## Bounding box annotation entries
• • • • • • •

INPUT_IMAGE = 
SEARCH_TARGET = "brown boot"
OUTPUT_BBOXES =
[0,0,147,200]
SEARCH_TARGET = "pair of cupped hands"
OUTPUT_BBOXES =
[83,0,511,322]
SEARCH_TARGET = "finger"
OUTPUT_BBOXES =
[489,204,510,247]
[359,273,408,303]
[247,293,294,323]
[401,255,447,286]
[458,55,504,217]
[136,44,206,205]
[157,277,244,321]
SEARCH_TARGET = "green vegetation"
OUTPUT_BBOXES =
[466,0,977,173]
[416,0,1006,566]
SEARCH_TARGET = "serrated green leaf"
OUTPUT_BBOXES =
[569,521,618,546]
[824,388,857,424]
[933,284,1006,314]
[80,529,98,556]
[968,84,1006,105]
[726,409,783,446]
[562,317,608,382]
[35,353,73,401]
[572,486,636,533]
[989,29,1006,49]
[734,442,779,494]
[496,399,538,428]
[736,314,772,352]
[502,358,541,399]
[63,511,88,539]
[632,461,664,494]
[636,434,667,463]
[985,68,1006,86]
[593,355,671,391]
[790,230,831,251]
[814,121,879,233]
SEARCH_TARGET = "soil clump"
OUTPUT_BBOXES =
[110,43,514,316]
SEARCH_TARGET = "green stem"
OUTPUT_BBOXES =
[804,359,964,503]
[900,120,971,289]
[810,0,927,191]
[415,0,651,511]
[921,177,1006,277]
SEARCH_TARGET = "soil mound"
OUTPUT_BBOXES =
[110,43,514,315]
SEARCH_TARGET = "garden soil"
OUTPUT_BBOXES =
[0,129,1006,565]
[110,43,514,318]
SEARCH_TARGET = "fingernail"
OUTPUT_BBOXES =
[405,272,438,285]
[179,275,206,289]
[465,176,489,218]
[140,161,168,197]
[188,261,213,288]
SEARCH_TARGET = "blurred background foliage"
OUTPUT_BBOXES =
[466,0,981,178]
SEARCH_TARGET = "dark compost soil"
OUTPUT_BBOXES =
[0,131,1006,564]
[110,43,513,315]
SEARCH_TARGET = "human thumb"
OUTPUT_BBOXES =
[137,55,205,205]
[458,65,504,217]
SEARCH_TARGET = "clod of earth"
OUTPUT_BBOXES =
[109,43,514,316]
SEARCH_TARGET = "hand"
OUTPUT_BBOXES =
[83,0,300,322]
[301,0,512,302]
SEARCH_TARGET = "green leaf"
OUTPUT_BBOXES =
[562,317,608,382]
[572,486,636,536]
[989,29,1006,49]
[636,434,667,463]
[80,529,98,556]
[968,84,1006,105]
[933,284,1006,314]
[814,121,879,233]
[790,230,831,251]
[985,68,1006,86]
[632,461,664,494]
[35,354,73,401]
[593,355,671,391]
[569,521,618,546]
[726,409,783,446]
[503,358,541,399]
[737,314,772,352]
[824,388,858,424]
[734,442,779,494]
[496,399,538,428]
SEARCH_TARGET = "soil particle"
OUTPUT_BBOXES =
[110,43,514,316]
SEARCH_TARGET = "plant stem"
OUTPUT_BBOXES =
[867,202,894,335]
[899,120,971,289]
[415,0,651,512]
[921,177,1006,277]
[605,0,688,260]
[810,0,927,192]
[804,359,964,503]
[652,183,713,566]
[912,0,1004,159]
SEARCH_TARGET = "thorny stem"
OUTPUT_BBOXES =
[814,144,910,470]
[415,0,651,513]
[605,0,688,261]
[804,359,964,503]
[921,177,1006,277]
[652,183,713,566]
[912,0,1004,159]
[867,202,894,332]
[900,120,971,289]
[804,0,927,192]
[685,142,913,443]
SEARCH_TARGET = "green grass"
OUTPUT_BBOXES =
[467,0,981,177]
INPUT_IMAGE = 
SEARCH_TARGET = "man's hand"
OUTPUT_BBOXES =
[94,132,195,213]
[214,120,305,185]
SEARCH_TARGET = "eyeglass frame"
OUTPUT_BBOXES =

• • • • • • •

## EXERCISE OBJECTIVE
How many lines in the listing above contain the string "stem", with case counting? Reply with only the number.

## EXERCISE RESULT
3